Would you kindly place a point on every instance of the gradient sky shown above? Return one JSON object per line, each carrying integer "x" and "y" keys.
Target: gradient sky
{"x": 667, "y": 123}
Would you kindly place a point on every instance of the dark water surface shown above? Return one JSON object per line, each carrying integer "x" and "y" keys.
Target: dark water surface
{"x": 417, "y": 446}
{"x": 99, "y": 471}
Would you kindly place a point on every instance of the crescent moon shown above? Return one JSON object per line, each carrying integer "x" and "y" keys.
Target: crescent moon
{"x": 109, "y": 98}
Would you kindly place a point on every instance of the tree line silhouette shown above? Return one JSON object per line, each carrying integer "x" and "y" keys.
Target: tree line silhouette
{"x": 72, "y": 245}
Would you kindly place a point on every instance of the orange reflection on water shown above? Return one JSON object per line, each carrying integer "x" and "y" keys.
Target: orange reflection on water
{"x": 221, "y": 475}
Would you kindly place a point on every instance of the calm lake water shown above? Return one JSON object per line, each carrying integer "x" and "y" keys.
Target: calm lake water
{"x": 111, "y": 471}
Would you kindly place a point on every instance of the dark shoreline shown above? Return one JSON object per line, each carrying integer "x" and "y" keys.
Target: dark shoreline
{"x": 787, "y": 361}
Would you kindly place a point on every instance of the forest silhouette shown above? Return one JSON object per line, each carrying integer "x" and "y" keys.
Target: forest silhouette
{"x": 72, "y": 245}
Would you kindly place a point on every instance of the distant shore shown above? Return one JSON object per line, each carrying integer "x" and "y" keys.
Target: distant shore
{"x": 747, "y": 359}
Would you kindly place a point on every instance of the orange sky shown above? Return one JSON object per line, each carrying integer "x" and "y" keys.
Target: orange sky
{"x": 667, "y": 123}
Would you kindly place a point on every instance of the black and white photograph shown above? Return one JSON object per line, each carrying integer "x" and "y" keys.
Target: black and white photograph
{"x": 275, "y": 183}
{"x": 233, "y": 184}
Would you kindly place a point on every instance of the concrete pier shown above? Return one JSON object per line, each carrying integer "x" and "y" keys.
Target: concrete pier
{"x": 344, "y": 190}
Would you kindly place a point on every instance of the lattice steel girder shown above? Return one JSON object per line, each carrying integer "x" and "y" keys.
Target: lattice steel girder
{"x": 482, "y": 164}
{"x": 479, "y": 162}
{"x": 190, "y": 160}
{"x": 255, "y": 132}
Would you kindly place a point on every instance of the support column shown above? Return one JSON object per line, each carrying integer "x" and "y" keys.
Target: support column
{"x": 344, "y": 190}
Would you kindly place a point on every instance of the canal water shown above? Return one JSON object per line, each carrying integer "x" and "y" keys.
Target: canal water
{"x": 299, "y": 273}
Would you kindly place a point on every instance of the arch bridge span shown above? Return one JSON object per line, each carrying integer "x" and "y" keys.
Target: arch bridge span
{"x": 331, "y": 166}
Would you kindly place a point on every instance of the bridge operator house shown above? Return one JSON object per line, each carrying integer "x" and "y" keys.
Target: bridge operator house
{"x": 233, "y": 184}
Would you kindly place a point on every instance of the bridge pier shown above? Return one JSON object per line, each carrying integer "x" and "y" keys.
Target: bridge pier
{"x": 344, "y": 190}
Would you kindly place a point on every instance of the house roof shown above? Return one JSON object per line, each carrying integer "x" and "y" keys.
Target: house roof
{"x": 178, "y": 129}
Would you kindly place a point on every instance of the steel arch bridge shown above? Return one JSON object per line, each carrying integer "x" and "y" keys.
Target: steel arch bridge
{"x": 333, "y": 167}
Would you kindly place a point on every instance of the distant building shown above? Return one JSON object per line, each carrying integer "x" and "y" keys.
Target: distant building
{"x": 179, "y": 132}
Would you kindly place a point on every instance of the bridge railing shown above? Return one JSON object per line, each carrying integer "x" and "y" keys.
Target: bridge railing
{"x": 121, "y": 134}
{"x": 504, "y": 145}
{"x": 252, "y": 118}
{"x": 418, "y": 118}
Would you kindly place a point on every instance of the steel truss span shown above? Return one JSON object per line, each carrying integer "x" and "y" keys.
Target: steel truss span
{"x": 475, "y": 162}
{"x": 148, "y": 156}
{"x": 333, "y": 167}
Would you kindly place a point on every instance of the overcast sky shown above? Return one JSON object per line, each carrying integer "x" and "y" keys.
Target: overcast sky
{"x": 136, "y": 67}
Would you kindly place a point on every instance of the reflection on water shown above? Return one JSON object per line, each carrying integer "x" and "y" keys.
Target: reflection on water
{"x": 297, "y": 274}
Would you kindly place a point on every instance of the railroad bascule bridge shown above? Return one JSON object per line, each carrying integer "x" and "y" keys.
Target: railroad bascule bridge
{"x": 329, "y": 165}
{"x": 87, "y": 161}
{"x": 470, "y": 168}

* _EXERCISE INSTRUCTIONS_
Return each entry from the material above exactly as it appears.

* _RESPONSE BELOW_
Would you kindly place a point on every instance of the gradient sky shown above? Return one JSON object per line, each carrying integer "x" and "y" keys.
Target: gradient sky
{"x": 667, "y": 123}
Would you kindly place a point on every instance of the dark water surface shown above? Return one JSON object per line, each carrying integer "x" and "y" keys.
Target: dark water surface
{"x": 417, "y": 446}
{"x": 99, "y": 471}
Would you kindly place a point on every instance of the crescent moon shown above? Return one JSON object per line, each carrying integer "x" and "y" keys.
Target: crescent moon
{"x": 109, "y": 98}
Would you kindly place a point on every instance of the tree line silhouette shown above? Return one JSON object per line, each carrying integer "x" and "y" keys.
Target: tree line silhouette
{"x": 72, "y": 245}
Would you kindly place a point on every instance of the orange reflection on water shown above? Return one JSON object per line, each carrying integer "x" and "y" keys.
Target: orange reflection on water
{"x": 221, "y": 475}
Would you kindly place a point on every instance of the calm lake water shown above? Return one JSON object per line, each carrying integer "x" and "y" keys.
Target: calm lake water
{"x": 111, "y": 471}
Would you kindly place a point on every instance of the dark shoreline shown above? Return one JSON object per line, each carrying integer "x" and "y" keys.
Target: dark shoreline
{"x": 787, "y": 361}
Would you kindly place a point on every instance of the forest silhouette shown above? Return one JSON object per line, each carrying integer "x" and "y" keys.
Target: forest silhouette
{"x": 72, "y": 245}
Would you kindly place a point on every instance of the distant shore shown above? Return one JSON object per line, each carrying integer "x" and "y" keys.
Target: distant shore
{"x": 747, "y": 359}
Would you kindly place a point on every instance of the orange sky shown above? Return one JSON object per line, each carrying integer "x" and "y" keys.
Target: orange sky
{"x": 667, "y": 123}
Would you kindly place a point on every instance of the black and white photograph shown above? Return one JSON object per line, each carrying integer "x" and "y" keys.
Target: black and white photograph
{"x": 275, "y": 183}
{"x": 233, "y": 184}
Would you kindly place a point on every instance of the concrete pier shown above? Return one JSON object per line, each carrying integer "x" and "y" keys.
Target: concrete pier
{"x": 344, "y": 190}
Would you kindly place a point on every instance of the lattice steel girder shown above? Return one JSON object per line, each carrying integer "x" and "y" keys.
Target: lattice steel girder
{"x": 482, "y": 164}
{"x": 479, "y": 162}
{"x": 190, "y": 160}
{"x": 255, "y": 132}
Would you kindly place a point on every instance of the support column shown above? Return one JSON object per line, each carrying integer "x" and "y" keys.
Target: support column
{"x": 344, "y": 190}
Would you kindly place a point on every instance of the canal water shown above? Return one JSON object per line, each carrying integer "x" and "y" keys.
Target: canal water
{"x": 299, "y": 273}
Would you kindly place a point on every instance of the arch bridge span shown above? Return one JSON object per line, each carrying integer "x" and "y" keys.
Target: arch bridge span
{"x": 331, "y": 166}
Would you kindly place a point on every instance of the bridge operator house shown above? Return one JSON object per line, each carrying integer "x" and "y" keys.
Target: bridge operator house
{"x": 233, "y": 184}
Would you kindly place a point on every instance of the bridge pier shown above? Return one JSON object per line, each carrying integer "x" and "y" keys.
Target: bridge pier
{"x": 344, "y": 190}
Would you kindly place a point on every instance of the house roof shown above? Return one JSON object per line, each carrying integer "x" and "y" keys.
Target: house roof
{"x": 178, "y": 129}
Would you kindly place a point on every instance of the steel arch bridge shown above? Return one JSON object per line, each carrying integer "x" and "y" keys.
Target: steel arch bridge
{"x": 333, "y": 167}
Would you kindly place a point on every instance of the distant building shown above? Return one JSON object per line, each carrying integer "x" and "y" keys.
Target: distant building
{"x": 179, "y": 132}
Would you kindly place a point on every instance of the bridge railing shown above? Return one JSON object per line, each carrying integer "x" and "y" keys.
Target: bridge railing
{"x": 121, "y": 134}
{"x": 504, "y": 145}
{"x": 252, "y": 118}
{"x": 418, "y": 118}
Would you kindly place a point on every instance of the steel truss span shown above? Return one JSON object per line, each carrying integer "x" and "y" keys.
Target: steel truss span
{"x": 475, "y": 162}
{"x": 148, "y": 156}
{"x": 333, "y": 167}
Would you kindly place a point on every instance of the overcast sky shown above? Return one JSON object per line, each carrying integer "x" and "y" keys.
Target: overcast sky
{"x": 136, "y": 67}
Would you kindly place a point on every instance of the reflection on water shown above? Return one JSON object per line, each carrying integer "x" and "y" keys.
Target: reflection on water
{"x": 297, "y": 274}
Would you kindly place a point on every instance of the railroad bascule bridge shown above? Return one JSON object per line, each carrying integer "x" and "y" keys.
Target: railroad bascule bridge
{"x": 329, "y": 165}
{"x": 87, "y": 161}
{"x": 470, "y": 168}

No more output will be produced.